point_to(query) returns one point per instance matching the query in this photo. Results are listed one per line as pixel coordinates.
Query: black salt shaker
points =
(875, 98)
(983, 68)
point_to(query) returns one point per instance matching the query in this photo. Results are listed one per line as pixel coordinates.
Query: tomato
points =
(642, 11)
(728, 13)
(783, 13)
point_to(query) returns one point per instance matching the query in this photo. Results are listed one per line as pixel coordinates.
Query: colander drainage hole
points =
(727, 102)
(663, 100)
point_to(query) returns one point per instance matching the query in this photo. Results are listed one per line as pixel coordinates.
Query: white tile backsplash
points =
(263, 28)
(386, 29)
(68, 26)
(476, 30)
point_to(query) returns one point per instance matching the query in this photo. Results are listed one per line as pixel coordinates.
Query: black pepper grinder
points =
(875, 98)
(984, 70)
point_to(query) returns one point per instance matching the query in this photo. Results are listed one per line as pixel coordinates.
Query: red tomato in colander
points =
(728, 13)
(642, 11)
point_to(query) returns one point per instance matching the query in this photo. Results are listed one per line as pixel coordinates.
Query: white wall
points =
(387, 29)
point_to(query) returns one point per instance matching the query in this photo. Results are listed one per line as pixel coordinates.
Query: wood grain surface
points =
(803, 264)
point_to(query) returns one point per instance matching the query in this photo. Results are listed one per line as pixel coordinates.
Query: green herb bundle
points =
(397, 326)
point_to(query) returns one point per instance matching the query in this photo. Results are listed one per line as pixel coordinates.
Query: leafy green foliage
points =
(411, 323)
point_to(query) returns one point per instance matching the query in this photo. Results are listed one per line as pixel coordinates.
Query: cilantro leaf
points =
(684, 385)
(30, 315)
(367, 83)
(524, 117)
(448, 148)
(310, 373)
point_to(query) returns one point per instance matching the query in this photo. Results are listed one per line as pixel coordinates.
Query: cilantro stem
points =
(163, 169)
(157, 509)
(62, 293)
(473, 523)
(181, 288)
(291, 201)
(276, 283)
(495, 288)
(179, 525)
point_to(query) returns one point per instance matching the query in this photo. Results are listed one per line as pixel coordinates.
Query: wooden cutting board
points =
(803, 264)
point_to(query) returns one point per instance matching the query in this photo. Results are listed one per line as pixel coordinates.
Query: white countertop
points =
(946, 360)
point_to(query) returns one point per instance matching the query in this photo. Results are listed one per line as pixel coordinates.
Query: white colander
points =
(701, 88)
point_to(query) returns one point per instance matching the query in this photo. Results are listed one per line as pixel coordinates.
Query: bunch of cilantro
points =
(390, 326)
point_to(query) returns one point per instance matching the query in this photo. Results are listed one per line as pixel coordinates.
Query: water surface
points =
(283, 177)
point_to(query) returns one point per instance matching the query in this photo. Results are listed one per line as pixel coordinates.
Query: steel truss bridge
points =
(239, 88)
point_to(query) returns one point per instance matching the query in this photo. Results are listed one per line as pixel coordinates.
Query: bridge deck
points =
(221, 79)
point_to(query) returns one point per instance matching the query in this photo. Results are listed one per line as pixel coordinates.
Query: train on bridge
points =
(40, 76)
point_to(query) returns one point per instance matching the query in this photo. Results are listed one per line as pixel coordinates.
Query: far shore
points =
.....
> [TASK PROMPT] Take the listing above and write it out again exactly.

> [FULL OUTPUT]
point_to(query) returns one point per instance matching the query in this photo. Results are listed one per line as pixel coordinates.
Query: black salt shaker
points =
(875, 98)
(983, 68)
point_to(query) returns one point per instance matching the query in this photo. Results are listed one per line as pixel coordinates.
Query: tomato
points =
(642, 11)
(728, 13)
(783, 13)
point_to(query) returns one point per instance matching the query in this photo. Results are listed one per line as pixel coordinates.
Query: colander drainage hole
points =
(727, 102)
(663, 100)
point_to(query) returns one point per instance matching the query in this photo. Results are listed one per line as pixel coordinates.
Query: white tile backsplash
points =
(263, 28)
(386, 29)
(68, 26)
(476, 30)
point_to(query) returns one point per instance matching the query in this photo. Results are listed one per line as pixel coordinates.
Query: black pepper grinder
points =
(875, 98)
(984, 70)
point_to(query) returns one point per instance matching the query in this photo. Results are listed one per line as pixel coordinates.
Query: red tomato in colander
points =
(728, 13)
(642, 11)
point_to(query) returns one point per instance matching the query in this photo. Results are listed one per line as pixel coordinates.
Query: white wall
points =
(387, 29)
point_to(query) returns one point per instance matching the query in this photo. Results are listed one per line as pixel coordinates.
Query: wood grain surface
points =
(803, 264)
point_to(query) returns one point per instance matching the query in this photo. Results are listed one per line as pixel coordinates.
Query: green herb bundle
points =
(397, 326)
point_to(query) returns one point per instance matching the query in this photo. Results are listed one per line as pixel coordinates.
Query: leafy green foliage
points =
(411, 323)
point_to(query) returns one point per instance matching the query in this photo. Results are listed one per line as pixel coordinates.
Query: cilantro leaf
points =
(684, 385)
(30, 315)
(367, 83)
(524, 117)
(448, 148)
(310, 373)
point_to(query) returns one point per instance matching the query in this photo. Results are listed one per line as pixel coordinates.
Query: cilantro stem
points =
(163, 169)
(157, 509)
(62, 293)
(473, 523)
(181, 288)
(291, 201)
(276, 283)
(495, 288)
(179, 525)
point_to(query) returns one point per instance matching the query in this photo. Results are listed one per line as pixel coordinates.
Query: wooden cutting board
points =
(803, 264)
point_to(query) returns one point per instance matching the query in this photo. Results are listed one per line as pixel coordinates.
Query: white countertop
points =
(946, 360)
point_to(query) returns one point per instance matching the query in this photo. Results are listed one per line as pixel coordinates.
Query: white colander
points =
(701, 88)
point_to(query) returns one point per instance matching the query in this photo. Results are listed one per line as pixel coordinates.
Query: bunch of cilantro
points =
(390, 326)
point_to(query) returns one point per instance matching the query in this photo. Results are listed one per line as pixel coordinates.
Query: water surface
points =
(283, 177)
point_to(query) returns one point per instance matching the query in this photo. Results are listed one per line as pixel coordinates.
Query: steel truss bridge
points =
(239, 88)
point_to(query) returns one point per instance matching the query in this photo. Results are listed one per line as pixel coordinates.
Query: bridge deck
points =
(221, 79)
point_to(query) returns one point per instance matching the query in this photo. Results are listed one per line as pixel coordinates.
Query: train on bridge
points =
(40, 76)
point_to(query) returns one point per instance matching the query in this photo. Results are listed one per line as pixel coordinates.
Query: far shore
points =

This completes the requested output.